Things to do
**1)** From the article on Stevie Wonder's album Conversation Peace, quote everything from "Conversation Peace is" down to "1972 to 1974." word for word.
**2)** Name every critic whose review is described in the article on Stevie Wonder's album Conversation Peace.
**3)** Continue the article on Stevie Wonder's album Conversation Peace from where it stops.

Reading passage

Conversation Peace is the 22nd album released by American musician Stevie Wonder, on the Motown label in 1995. The album was Wonder's first full-length non-soundtrack studio album since 1987's Characters. This album yielded the hits "For Your Love" (a Grammy winner for Wonder for Best R&B Male Vocal Performance) and the reggae-flavored "Tomorrow Robins Will Sing". This album also saw Wonder reuniting with Robert Margouleff, who assisted during Wonder's "classic period" from 1972 to 1974.

Wonder wrote about 40 songs in 1993 after being invited to stay for six weeks in Ghana by President Jerry John Rawlings. A number of these songs were eventually shaped into album form. Motown announced in August 1993 that Conversation Peace would be released later that year; however, Wonder continued to work on the album through 1994 until its release in March 1995, when Vibe magazine reported that the album had been in development "off and on for at least the past four" years.
A circulating outtake from these sessions, "Ms and Mr Little Ones", was later released on Natural Wonder.

Reception

Critics felt that the album was a return to Wonder's classic period of the 1970s. John Milward in a 1995 review in Rolling Stone gave it four stars and felt that while the album is "reminiscent" of Wonder's classic albums, its "lean execution" gives it a "modern sound".  While the quality of the work was appreciated, Greg Kot of the Chicago Tribune and Jean Rosenbluth of the Los Angeles Times felt that the style was a bit too familiar and well-worn to be interesting, though Robert Christgau of The Village Voice gave it an "A−" and remarked that while listeners may have "heard all this before, that doesn't mean it's worn out its welcome." Stephen Thomas Erlewine gave it two-and-a-half stars in a retrospective review for Allmusic and felt the music wasn't contemporary enough to get radio play.

Given material
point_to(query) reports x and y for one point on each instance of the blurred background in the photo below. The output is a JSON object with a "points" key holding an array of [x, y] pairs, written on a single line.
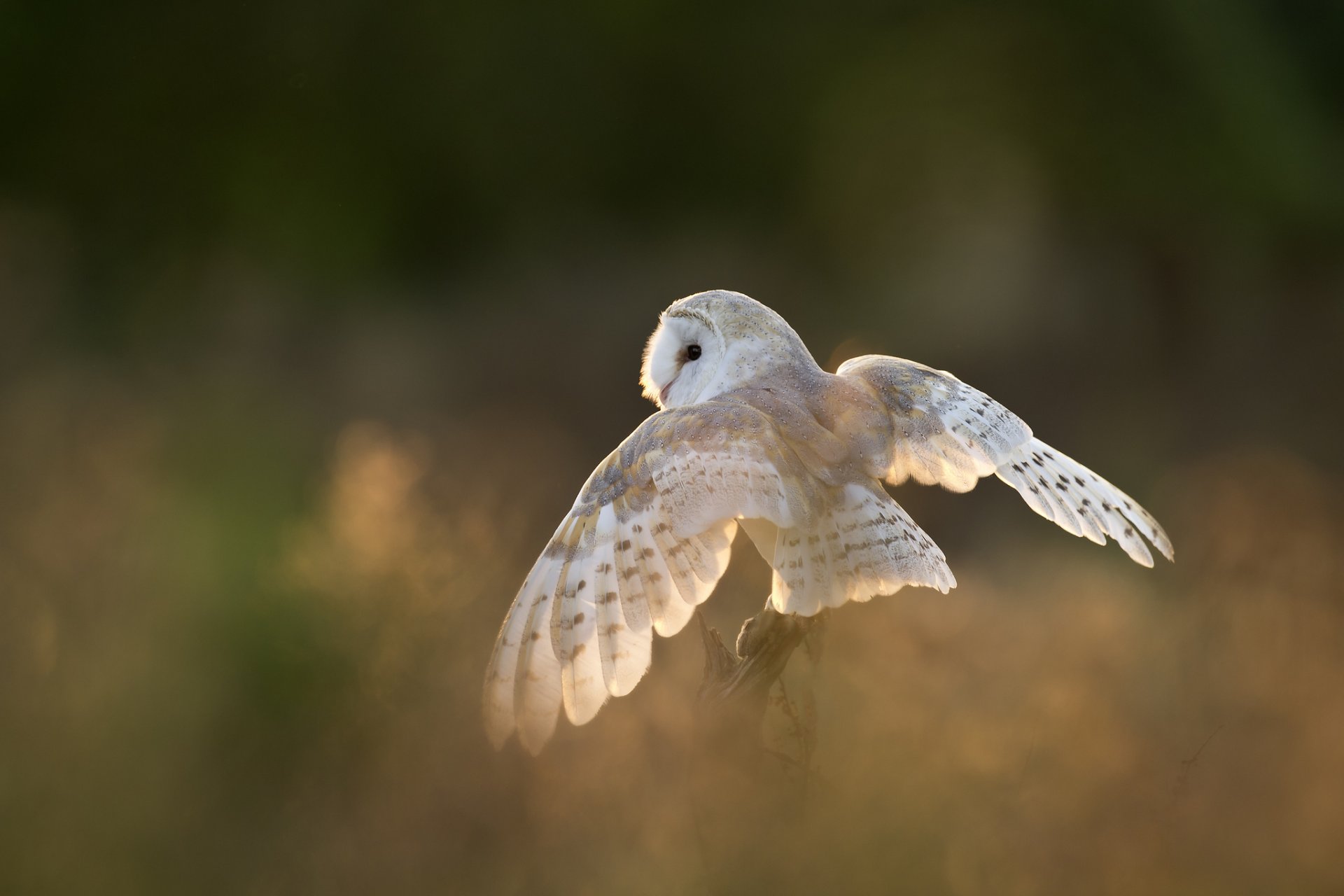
{"points": [[315, 317]]}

Responses to the tasks
**1)**
Conversation Peace is the 22nd album released by American musician Stevie Wonder, on the Motown label in 1995. The album was Wonder's first full-length non-soundtrack studio album since 1987's Characters. This album yielded the hits "For Your Love" (a Grammy winner for Wonder for Best R&B Male Vocal Performance) and the reggae-flavored "Tomorrow Robins Will Sing". This album also saw Wonder reuniting with Robert Margouleff, who assisted during Wonder's "classic period" from 1972 to 1974.

**2)**
John Milward
Greg Kot
Jean Rosenbluth
Robert Christgau
Stephen Thomas Erlewine

**3)**
Track listing 
All songs written and composed by Stevie Wonder, except where noted.
 "Rain Your Love Down" – 6:08
 "Edge of Eternity" – 6:04
 "Taboo to Love" – 4:25
 "Take the Time Out" – 5:05
 "I'm New" – 5:41
 "My Love Is with You" – 5:54
 "Treat Myself" (Wonder, Stephanie Andrews) – 4:55
 "Tomorrow Robins Will Sing" (Wonder, Edley Shine) – 4:46
 "Sensuous Whisper" – 5:47
 "For Your Love" – 5:00
 "Cold Chill" – 6:53
 "Sorry" – 6:15
 "Conversation Peace" – 6:39

Personnel 
Personnel involved in the album include:
 Stevie Wonder – Guitar, arranger, keyboards, vocals, background vocals, multi-instruments, mixing
 Anita Baker – Background vocals
 Ollie Brown – Conductor
 Lenny Castro – Percussion
 Ernie Fields, Jr. – Tenor saxophone
 Nolan Shaheed - Trumpet
 Ray Brown - Trumpet
 Fernando Pullum - Trumpet
 Jorge Arciniega - Trumpet
 Fred Wesley - Trombone
 Reggie Young - Trombone
 Ladysmith Black Mambazo – Background vocals
 Robert Margouleff – Mixing
 Branford Marsalis – Saxophone
 Greg Phillinganes – Keyboards
 Melvin "Wah Wah" Ragin – Guitar
 Ben Bridges - Guitar solo on "Cold Chill"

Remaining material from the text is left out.